Your task :: Within these records, how many lines hold "white"? Give the number alone.

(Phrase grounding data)
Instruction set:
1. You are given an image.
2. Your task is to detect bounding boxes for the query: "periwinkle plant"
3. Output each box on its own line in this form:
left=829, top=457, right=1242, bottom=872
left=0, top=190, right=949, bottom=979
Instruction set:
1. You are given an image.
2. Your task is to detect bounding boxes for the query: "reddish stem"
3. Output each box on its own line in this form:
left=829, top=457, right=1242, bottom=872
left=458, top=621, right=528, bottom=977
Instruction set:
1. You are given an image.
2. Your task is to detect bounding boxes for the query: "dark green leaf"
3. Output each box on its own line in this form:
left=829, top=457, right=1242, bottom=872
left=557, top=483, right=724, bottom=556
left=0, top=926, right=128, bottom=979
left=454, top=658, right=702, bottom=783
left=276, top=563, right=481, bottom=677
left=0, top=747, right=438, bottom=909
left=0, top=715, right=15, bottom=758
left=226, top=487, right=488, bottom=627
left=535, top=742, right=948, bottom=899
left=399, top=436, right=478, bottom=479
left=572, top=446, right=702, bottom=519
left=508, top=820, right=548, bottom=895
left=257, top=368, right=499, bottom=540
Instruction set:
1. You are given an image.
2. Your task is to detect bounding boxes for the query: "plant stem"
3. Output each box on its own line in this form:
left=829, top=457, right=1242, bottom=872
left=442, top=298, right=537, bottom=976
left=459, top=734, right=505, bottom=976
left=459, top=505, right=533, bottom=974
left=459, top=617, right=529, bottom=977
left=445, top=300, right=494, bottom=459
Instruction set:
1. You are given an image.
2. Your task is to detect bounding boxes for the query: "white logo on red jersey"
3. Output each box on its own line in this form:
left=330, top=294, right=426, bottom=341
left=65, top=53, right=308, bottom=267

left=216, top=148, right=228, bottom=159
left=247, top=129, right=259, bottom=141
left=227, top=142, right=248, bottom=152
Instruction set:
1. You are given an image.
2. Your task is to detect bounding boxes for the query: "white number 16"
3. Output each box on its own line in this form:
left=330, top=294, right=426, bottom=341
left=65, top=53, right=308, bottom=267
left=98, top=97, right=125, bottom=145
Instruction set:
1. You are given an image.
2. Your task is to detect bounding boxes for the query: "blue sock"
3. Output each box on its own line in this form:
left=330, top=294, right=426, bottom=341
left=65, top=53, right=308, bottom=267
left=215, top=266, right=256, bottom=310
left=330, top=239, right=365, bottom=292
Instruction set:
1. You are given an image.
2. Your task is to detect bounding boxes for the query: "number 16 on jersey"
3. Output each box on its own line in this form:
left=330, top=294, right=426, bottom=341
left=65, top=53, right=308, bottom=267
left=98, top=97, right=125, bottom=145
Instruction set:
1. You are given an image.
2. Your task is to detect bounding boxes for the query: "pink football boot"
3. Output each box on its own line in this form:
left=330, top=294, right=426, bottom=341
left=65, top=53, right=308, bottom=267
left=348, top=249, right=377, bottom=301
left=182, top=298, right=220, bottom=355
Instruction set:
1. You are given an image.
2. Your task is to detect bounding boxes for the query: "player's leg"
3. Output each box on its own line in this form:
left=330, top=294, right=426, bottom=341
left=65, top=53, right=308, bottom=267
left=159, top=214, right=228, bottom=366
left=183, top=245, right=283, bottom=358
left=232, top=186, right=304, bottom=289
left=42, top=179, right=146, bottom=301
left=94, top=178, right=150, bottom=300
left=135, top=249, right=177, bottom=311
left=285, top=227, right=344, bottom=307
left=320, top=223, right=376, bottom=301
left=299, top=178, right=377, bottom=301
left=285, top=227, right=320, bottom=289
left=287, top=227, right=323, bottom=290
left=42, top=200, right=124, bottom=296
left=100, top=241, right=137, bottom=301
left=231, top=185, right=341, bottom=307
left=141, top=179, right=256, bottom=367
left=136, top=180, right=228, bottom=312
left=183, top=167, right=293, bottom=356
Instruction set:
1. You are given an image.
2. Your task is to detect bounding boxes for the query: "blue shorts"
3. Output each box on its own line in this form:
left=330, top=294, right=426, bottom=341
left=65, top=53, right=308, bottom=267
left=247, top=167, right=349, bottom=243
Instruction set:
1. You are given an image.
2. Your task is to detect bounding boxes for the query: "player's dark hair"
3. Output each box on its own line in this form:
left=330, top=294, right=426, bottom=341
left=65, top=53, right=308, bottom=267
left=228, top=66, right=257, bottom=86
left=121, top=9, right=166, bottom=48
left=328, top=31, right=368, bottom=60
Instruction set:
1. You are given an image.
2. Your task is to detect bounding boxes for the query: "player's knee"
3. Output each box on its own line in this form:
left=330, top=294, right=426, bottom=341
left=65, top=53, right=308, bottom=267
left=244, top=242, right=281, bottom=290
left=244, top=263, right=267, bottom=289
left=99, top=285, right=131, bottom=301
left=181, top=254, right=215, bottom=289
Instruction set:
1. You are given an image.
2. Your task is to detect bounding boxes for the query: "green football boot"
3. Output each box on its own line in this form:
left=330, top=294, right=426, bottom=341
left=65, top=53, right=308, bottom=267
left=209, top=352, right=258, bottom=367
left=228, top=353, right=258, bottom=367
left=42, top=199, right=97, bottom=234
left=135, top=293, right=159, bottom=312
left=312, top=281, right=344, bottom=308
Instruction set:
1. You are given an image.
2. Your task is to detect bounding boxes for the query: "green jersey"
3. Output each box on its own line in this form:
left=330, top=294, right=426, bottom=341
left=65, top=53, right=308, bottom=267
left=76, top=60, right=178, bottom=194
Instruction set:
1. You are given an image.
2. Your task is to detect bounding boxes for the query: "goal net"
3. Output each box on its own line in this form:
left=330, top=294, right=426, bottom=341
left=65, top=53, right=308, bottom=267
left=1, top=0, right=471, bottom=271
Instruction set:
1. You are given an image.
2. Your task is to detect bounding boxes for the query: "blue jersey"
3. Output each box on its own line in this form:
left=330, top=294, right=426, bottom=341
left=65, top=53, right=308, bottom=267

Response to the exercise :: 2